## [WHAT YOU SHOULD DO]
Without changing anything, output the records below.

(Extracted data entries)

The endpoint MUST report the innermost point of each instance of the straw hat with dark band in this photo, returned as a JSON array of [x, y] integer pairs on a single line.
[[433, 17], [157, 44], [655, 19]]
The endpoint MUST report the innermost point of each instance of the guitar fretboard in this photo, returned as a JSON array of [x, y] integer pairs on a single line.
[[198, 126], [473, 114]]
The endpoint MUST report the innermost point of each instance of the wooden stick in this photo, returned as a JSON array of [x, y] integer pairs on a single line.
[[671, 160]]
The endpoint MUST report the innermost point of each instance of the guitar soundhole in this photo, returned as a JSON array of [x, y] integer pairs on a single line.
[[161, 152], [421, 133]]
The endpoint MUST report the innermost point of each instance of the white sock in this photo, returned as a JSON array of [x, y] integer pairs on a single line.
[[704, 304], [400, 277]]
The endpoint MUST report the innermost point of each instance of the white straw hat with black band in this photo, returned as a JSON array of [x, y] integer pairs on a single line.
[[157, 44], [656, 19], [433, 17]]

## [TASK RESULT]
The endpoint MUST report the innermost point of each instance of the straw hat with dark band in this photo, returned as a JSON array of [x, y] integer pairs on a single line.
[[433, 17], [157, 44], [655, 19]]
The endpoint MUST report the innermost point of each instance of the guitar fretboard in this photo, returned as a JSON array of [x, y] integer pairs on a single line.
[[198, 126], [473, 114]]
The endpoint MUST report the innermost point of each instance of the wooden stick in this photo, returned as a JSON array of [x, y] integer pairs on a single line.
[[671, 160]]
The endpoint MUST report the innermost point of each instance of the guitar soundhole in this photo, returned as a JSON array of [x, y] integer pairs on a single line.
[[161, 152], [421, 133]]
The endpoint MUST report the innermost point of each instance of the white sock in this photo, returned as a JSON array of [x, y] integer pairs on a single line.
[[704, 304], [400, 277]]
The endpoint MUST report the innermost point of each instance of the white straw hat with black band in this photo, returned as a JSON array of [x, y] integer pairs on a single line.
[[157, 44], [656, 19], [433, 17]]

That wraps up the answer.